### REQUIREMENTS
Extract the lines of the entries word for word, from the first line through the line that contains "POLYGON ((269 337, 268", and omit the pictures from your answer.

### AVAILABLE DATA

________________________________________

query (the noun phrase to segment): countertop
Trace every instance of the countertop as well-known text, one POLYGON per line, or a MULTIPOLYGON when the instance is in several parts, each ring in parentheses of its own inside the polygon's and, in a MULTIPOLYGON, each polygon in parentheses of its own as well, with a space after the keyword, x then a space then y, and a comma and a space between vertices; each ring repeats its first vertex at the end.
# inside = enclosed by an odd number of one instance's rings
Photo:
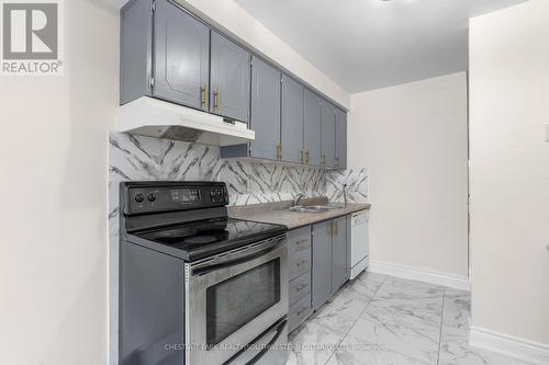
POLYGON ((292 202, 265 203, 247 206, 235 206, 228 208, 228 216, 236 219, 255 220, 274 225, 283 225, 289 229, 313 225, 323 220, 346 216, 348 214, 368 210, 371 205, 367 203, 328 203, 327 198, 303 199, 300 205, 338 205, 340 209, 323 213, 296 213, 288 210, 292 202))

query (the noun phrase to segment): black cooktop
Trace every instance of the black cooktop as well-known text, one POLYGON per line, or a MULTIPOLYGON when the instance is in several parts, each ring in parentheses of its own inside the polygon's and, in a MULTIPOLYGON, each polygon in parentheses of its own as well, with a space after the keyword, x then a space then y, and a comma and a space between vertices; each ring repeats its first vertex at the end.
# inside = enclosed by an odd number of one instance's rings
MULTIPOLYGON (((141 240, 154 242, 193 261, 254 243, 288 230, 284 226, 233 218, 214 218, 133 232, 141 240)), ((165 250, 161 250, 165 251, 165 250)))

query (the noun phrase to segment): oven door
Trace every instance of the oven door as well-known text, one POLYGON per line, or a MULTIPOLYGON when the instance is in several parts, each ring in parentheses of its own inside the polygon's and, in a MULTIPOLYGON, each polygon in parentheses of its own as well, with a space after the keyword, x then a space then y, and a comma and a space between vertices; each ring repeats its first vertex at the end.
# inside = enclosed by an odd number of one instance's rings
POLYGON ((269 337, 268 343, 285 344, 285 235, 279 236, 186 264, 187 365, 237 364, 250 354, 249 363, 262 363, 272 354, 244 346, 269 337))

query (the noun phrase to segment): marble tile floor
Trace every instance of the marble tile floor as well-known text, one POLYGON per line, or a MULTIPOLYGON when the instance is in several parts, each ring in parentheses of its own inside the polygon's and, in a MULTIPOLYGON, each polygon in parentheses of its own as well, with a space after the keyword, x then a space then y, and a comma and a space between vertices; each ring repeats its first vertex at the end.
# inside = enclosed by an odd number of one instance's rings
POLYGON ((288 365, 519 365, 469 340, 470 294, 374 273, 290 334, 288 365))

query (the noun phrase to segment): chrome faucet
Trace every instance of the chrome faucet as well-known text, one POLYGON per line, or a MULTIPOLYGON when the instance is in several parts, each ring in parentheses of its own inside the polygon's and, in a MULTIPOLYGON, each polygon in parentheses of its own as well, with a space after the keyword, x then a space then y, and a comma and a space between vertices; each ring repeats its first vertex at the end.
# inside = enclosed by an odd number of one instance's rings
POLYGON ((305 193, 298 193, 293 195, 293 206, 298 206, 300 204, 300 201, 305 196, 305 193))

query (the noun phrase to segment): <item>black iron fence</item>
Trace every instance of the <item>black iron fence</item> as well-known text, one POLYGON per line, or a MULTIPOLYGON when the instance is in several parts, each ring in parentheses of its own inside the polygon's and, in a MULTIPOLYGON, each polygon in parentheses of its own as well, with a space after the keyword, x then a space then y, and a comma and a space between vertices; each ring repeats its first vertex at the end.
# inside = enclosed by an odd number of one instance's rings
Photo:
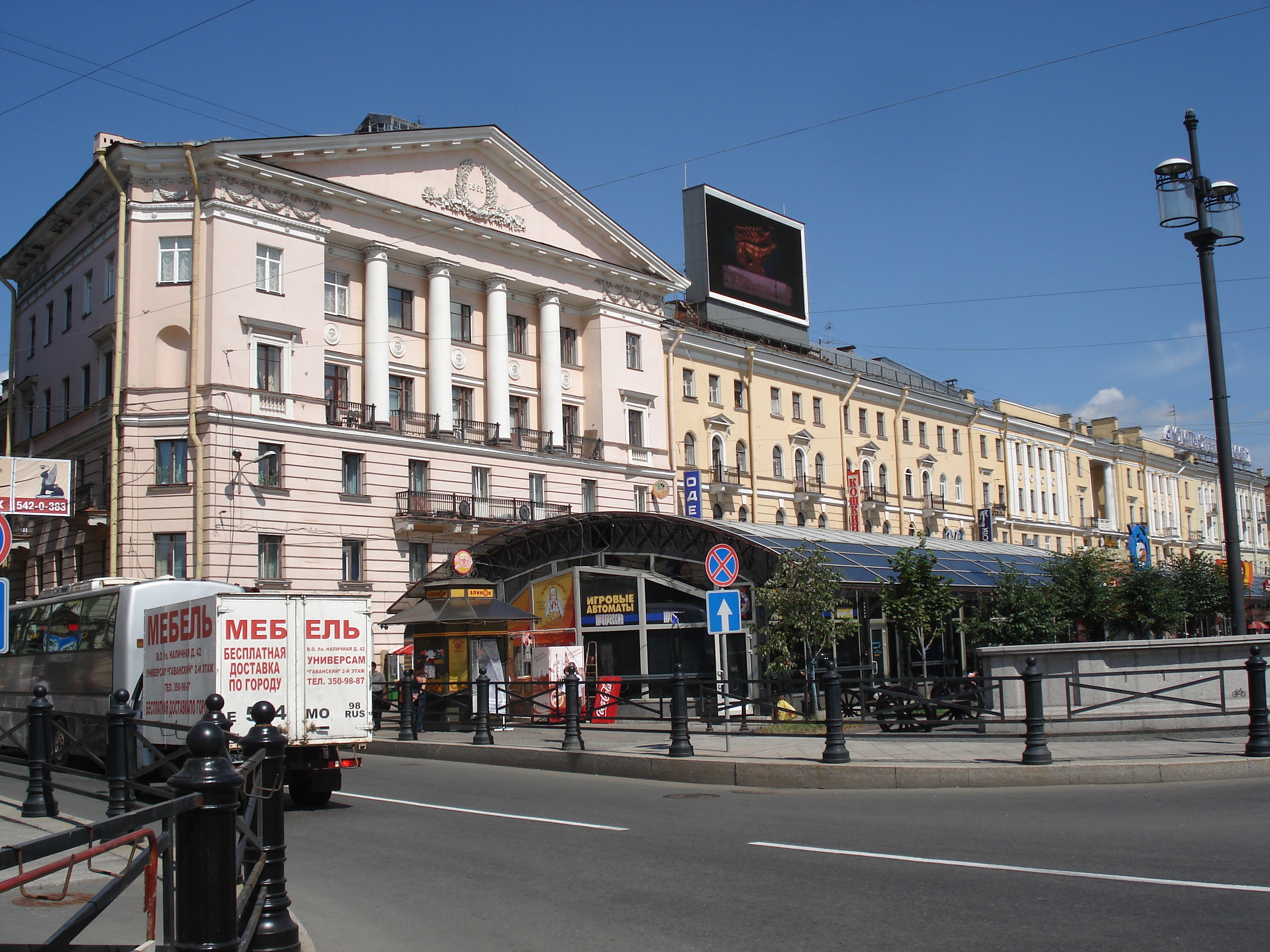
MULTIPOLYGON (((0 848, 0 875, 18 869, 17 876, 0 880, 0 892, 18 889, 30 899, 60 901, 67 895, 75 866, 88 863, 90 872, 100 872, 91 864, 95 857, 131 848, 123 872, 105 873, 105 885, 43 944, 0 944, 0 949, 70 948, 75 937, 144 877, 145 942, 157 938, 161 899, 163 942, 169 948, 298 952, 300 930, 288 911, 284 868, 282 784, 287 737, 273 726, 273 704, 267 701, 254 704, 250 711, 254 726, 246 735, 236 736, 227 731, 227 721, 220 713, 224 701, 211 696, 203 720, 188 731, 182 748, 184 763, 168 777, 168 791, 163 792, 168 800, 137 809, 131 793, 141 784, 130 774, 130 765, 141 739, 136 726, 146 722, 132 717, 127 692, 116 692, 113 701, 105 715, 109 718, 105 760, 83 749, 107 773, 109 790, 104 795, 52 779, 55 773, 93 779, 100 776, 51 760, 55 737, 62 729, 53 720, 53 704, 42 685, 27 706, 27 717, 0 736, 0 744, 18 746, 25 755, 3 758, 27 767, 23 816, 57 816, 57 790, 108 805, 104 821, 0 848), (231 748, 241 755, 237 765, 230 760, 231 748), (32 868, 32 863, 48 857, 57 858, 32 868), (28 891, 32 883, 64 871, 58 891, 28 891)), ((184 725, 157 726, 185 730, 184 725)), ((160 793, 159 788, 146 790, 160 793)), ((130 947, 141 944, 138 939, 130 947)))

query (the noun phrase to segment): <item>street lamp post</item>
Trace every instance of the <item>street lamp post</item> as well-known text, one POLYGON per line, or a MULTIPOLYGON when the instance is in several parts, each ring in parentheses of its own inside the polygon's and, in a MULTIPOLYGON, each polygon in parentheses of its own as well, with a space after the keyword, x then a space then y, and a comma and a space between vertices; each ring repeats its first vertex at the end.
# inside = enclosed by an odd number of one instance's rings
POLYGON ((1190 161, 1170 159, 1156 166, 1160 225, 1165 228, 1195 226, 1184 237, 1199 255, 1204 293, 1204 329, 1208 335, 1208 372, 1213 385, 1213 421, 1217 428, 1217 472, 1222 491, 1222 526, 1226 532, 1226 576, 1231 593, 1231 633, 1246 635, 1243 612, 1243 561, 1240 555, 1240 509, 1234 491, 1234 454, 1231 451, 1231 413, 1222 357, 1222 321, 1217 310, 1217 275, 1213 249, 1243 241, 1238 188, 1231 182, 1210 182, 1200 174, 1199 119, 1187 109, 1184 123, 1190 138, 1190 161))

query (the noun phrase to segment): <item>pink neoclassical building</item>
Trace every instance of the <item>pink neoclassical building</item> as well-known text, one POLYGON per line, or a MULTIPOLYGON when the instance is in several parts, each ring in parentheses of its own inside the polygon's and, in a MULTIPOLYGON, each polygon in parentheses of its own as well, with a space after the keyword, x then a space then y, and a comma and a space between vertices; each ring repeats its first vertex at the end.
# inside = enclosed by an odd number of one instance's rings
POLYGON ((19 526, 17 597, 173 574, 378 619, 513 522, 673 512, 659 324, 687 282, 497 127, 98 136, 0 274, 10 453, 74 461, 72 517, 19 526))

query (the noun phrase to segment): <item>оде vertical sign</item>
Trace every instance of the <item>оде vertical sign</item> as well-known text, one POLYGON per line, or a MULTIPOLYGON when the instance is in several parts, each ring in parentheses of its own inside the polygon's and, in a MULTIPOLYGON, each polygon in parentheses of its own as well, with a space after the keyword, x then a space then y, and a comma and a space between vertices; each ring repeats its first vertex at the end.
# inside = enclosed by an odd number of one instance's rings
POLYGON ((701 470, 683 473, 683 514, 690 519, 701 518, 701 470))

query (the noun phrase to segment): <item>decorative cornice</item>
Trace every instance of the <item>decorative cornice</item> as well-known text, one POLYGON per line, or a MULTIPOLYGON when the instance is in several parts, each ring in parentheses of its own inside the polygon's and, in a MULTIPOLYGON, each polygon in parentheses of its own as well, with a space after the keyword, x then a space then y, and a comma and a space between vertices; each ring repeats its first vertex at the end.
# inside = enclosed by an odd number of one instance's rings
POLYGON ((616 284, 611 281, 605 281, 603 278, 596 278, 596 284, 599 286, 599 291, 603 293, 605 300, 613 305, 632 307, 639 311, 648 311, 649 314, 662 314, 665 307, 664 297, 658 297, 657 294, 644 291, 643 288, 616 284))
POLYGON ((217 173, 213 195, 234 204, 259 208, 274 215, 297 218, 298 221, 321 222, 321 212, 330 209, 326 202, 297 195, 293 192, 269 188, 257 182, 244 182, 217 173))
POLYGON ((471 221, 483 225, 498 225, 508 231, 525 231, 525 218, 512 215, 507 206, 498 203, 498 180, 490 173, 488 165, 476 165, 471 159, 464 159, 455 170, 455 187, 447 188, 446 194, 438 195, 433 188, 423 193, 423 201, 434 208, 444 208, 471 221), (483 185, 469 183, 472 170, 478 170, 484 180, 483 185), (483 195, 481 204, 471 199, 472 193, 483 195))

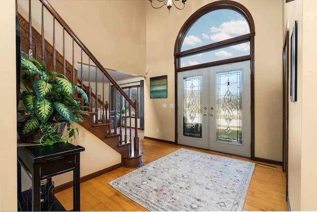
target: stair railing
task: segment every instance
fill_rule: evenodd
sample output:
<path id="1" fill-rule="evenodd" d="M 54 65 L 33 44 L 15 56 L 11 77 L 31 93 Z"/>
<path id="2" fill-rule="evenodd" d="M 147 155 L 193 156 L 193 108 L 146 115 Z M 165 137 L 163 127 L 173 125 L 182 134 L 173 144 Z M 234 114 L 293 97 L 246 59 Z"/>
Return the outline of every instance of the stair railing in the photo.
<path id="1" fill-rule="evenodd" d="M 122 114 L 121 112 L 121 110 L 118 113 L 117 113 L 116 108 L 121 108 L 123 107 L 122 105 L 122 99 L 125 100 L 125 106 L 127 106 L 127 107 L 129 108 L 129 111 L 131 111 L 131 108 L 134 108 L 135 111 L 135 124 L 134 124 L 134 131 L 135 135 L 133 140 L 133 149 L 135 151 L 139 151 L 139 138 L 138 137 L 138 122 L 137 117 L 139 116 L 138 107 L 139 104 L 137 100 L 136 100 L 133 102 L 129 97 L 129 96 L 126 94 L 122 88 L 118 85 L 117 82 L 113 79 L 111 76 L 106 71 L 106 69 L 104 68 L 104 66 L 101 63 L 97 60 L 95 56 L 91 53 L 91 52 L 88 50 L 86 46 L 83 44 L 82 42 L 79 39 L 78 36 L 75 34 L 73 30 L 69 27 L 69 26 L 66 23 L 64 20 L 60 17 L 60 16 L 57 13 L 52 5 L 48 2 L 47 0 L 39 0 L 41 4 L 41 23 L 38 23 L 38 25 L 41 25 L 41 32 L 42 34 L 42 44 L 41 46 L 42 48 L 40 50 L 37 49 L 34 47 L 34 45 L 32 44 L 32 30 L 35 29 L 32 27 L 32 20 L 33 21 L 35 19 L 32 19 L 32 8 L 31 8 L 31 1 L 29 0 L 29 18 L 28 21 L 29 23 L 29 47 L 28 49 L 28 53 L 30 55 L 33 55 L 34 57 L 39 58 L 41 57 L 41 60 L 43 64 L 46 65 L 47 69 L 49 69 L 49 67 L 52 67 L 53 70 L 57 71 L 59 73 L 62 73 L 63 75 L 67 77 L 74 84 L 81 86 L 81 87 L 86 90 L 87 93 L 87 95 L 89 100 L 89 103 L 88 105 L 84 106 L 82 103 L 84 102 L 81 97 L 78 101 L 80 102 L 81 106 L 84 107 L 87 106 L 87 107 L 83 107 L 84 108 L 87 108 L 89 112 L 94 112 L 95 114 L 95 124 L 106 124 L 109 125 L 108 134 L 117 134 L 117 128 L 118 127 L 117 126 L 117 121 L 116 121 L 116 116 L 120 115 L 120 126 L 119 130 L 120 134 L 121 134 L 122 131 L 122 126 L 121 123 L 122 122 Z M 49 55 L 50 51 L 48 51 L 48 46 L 49 46 L 50 42 L 48 42 L 46 39 L 45 36 L 47 36 L 48 30 L 46 29 L 44 27 L 45 20 L 44 20 L 44 9 L 50 12 L 53 17 L 53 35 L 49 35 L 48 37 L 51 36 L 51 40 L 53 39 L 53 55 Z M 47 15 L 46 14 L 46 16 Z M 35 19 L 36 20 L 36 19 Z M 59 25 L 56 26 L 56 23 Z M 58 39 L 57 35 L 56 35 L 56 31 L 58 31 L 58 29 L 60 31 L 60 28 L 62 29 L 62 46 L 60 47 L 60 44 L 58 42 L 56 42 L 56 40 Z M 68 36 L 67 36 L 68 35 Z M 70 38 L 70 39 L 69 39 Z M 49 38 L 48 40 L 49 40 Z M 66 43 L 67 40 L 71 40 L 71 44 L 69 45 L 68 43 Z M 59 46 L 57 46 L 58 45 Z M 66 55 L 66 46 L 67 46 L 67 50 L 69 50 L 69 47 L 71 46 L 71 49 L 72 49 L 71 55 Z M 62 52 L 62 53 L 60 53 L 59 52 L 56 50 L 58 49 L 60 52 Z M 75 49 L 79 50 L 80 53 L 78 53 L 77 52 L 75 52 Z M 35 52 L 35 53 L 34 53 Z M 35 55 L 33 55 L 34 54 Z M 80 59 L 78 59 L 79 56 L 77 54 L 80 54 Z M 39 55 L 40 54 L 40 55 Z M 53 59 L 52 57 L 53 56 Z M 49 57 L 51 56 L 50 59 Z M 57 57 L 62 57 L 62 58 L 58 58 Z M 70 58 L 69 58 L 70 57 Z M 53 61 L 51 61 L 53 60 Z M 61 62 L 60 61 L 61 60 Z M 68 62 L 68 61 L 71 61 L 71 64 Z M 75 61 L 80 61 L 77 62 L 77 64 L 75 63 Z M 56 61 L 57 63 L 56 64 Z M 61 63 L 62 64 L 59 64 Z M 53 63 L 53 67 L 52 63 Z M 77 65 L 77 68 L 76 66 Z M 60 66 L 62 65 L 62 67 Z M 59 68 L 57 68 L 57 66 L 59 66 Z M 69 68 L 70 67 L 71 68 Z M 88 67 L 88 82 L 84 82 L 84 75 L 87 75 L 87 73 L 84 72 L 84 69 L 87 69 Z M 61 70 L 60 69 L 62 69 Z M 71 70 L 69 70 L 71 69 Z M 94 70 L 92 70 L 93 69 Z M 78 69 L 80 69 L 78 70 Z M 80 74 L 78 74 L 78 72 L 80 71 Z M 92 72 L 95 72 L 95 76 L 92 76 Z M 92 79 L 94 79 L 94 80 Z M 100 87 L 100 84 L 102 84 L 102 86 Z M 108 86 L 107 88 L 105 86 L 105 85 L 108 84 Z M 99 92 L 99 90 L 102 89 L 102 92 Z M 107 94 L 107 98 L 106 98 L 106 94 L 105 93 L 105 90 L 107 90 L 108 93 Z M 120 103 L 118 103 L 118 101 L 116 100 L 116 93 L 117 91 L 120 93 Z M 99 97 L 99 95 L 101 98 Z M 109 106 L 110 106 L 110 108 Z M 92 108 L 92 106 L 95 106 L 94 109 Z M 94 110 L 94 111 L 93 110 Z M 99 111 L 100 113 L 99 113 Z M 113 119 L 113 121 L 110 120 L 110 113 L 111 110 L 114 110 L 114 118 Z M 118 113 L 118 114 L 117 114 Z M 121 139 L 119 141 L 119 144 L 122 144 L 123 143 L 131 142 L 132 135 L 132 124 L 131 120 L 132 116 L 130 116 L 130 124 L 129 127 L 127 127 L 127 124 L 124 125 L 124 131 L 125 133 L 124 138 L 125 140 L 122 141 Z M 125 117 L 125 122 L 127 122 L 127 117 Z M 113 131 L 111 131 L 111 128 L 113 128 Z M 130 132 L 130 134 L 128 134 L 127 131 Z M 122 136 L 121 136 L 122 137 Z M 129 138 L 129 141 L 128 141 Z M 130 148 L 132 145 L 130 145 Z M 131 149 L 132 152 L 132 149 Z"/>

________________________________________

### OUTPUT OF THE TASK
query (the noun phrase to segment): countertop
Trace every instance of the countertop as well-known text, one POLYGON per line, or a MULTIPOLYGON when the instance is in several parts, each ring in parentheses of its own inside the polygon's and, in a MULTIPOLYGON, each polygon in parentheses of its own as well, with a space after the keyword, x then a space then y, and a comma and a space between vertices; each ring repeats its first vertex at the end.
# inside = enclosed by an odd number of one instance's rings
Photo:
POLYGON ((292 202, 265 203, 247 206, 235 206, 228 208, 228 216, 236 219, 255 220, 274 225, 283 225, 289 229, 313 225, 323 220, 346 216, 348 214, 368 210, 371 205, 367 203, 328 203, 327 198, 303 199, 300 205, 338 205, 340 209, 323 213, 296 213, 288 210, 292 202))

query (the noun phrase to segment): black cooktop
Trace every instance of the black cooktop as well-known text, one POLYGON per line, or a MULTIPOLYGON when the instance is in several parts, each ring in parentheses of its own inside the polygon's and, in a MULTIPOLYGON, each polygon in parentheses of its own as well, with a space after the keyword, x then a space then y, and a comma and a space between vertices; each ring repeats its first vertex at the end.
# inside = enclosed by an odd number of one instance's rings
MULTIPOLYGON (((141 240, 154 242, 193 261, 254 243, 288 230, 284 226, 233 218, 214 218, 133 232, 141 240)), ((165 250, 161 250, 165 251, 165 250)))

query (the noun phrase to segment): oven door
Trace every instance of the oven door as well-known text, one POLYGON per line, or a MULTIPOLYGON when the instance is in several parts, each ring in parentheses of its own inside the polygon's and, in a MULTIPOLYGON, each polygon in parentheses of its own as well, with a space after the keyword, x then a space then y, and a comma and a space between vertices; each ring repeats its first vertex at the end.
# inside = enclosed by an odd number of one instance's rings
POLYGON ((269 337, 268 343, 285 344, 285 235, 279 236, 186 264, 187 365, 237 364, 250 354, 249 363, 262 363, 272 354, 244 346, 269 337))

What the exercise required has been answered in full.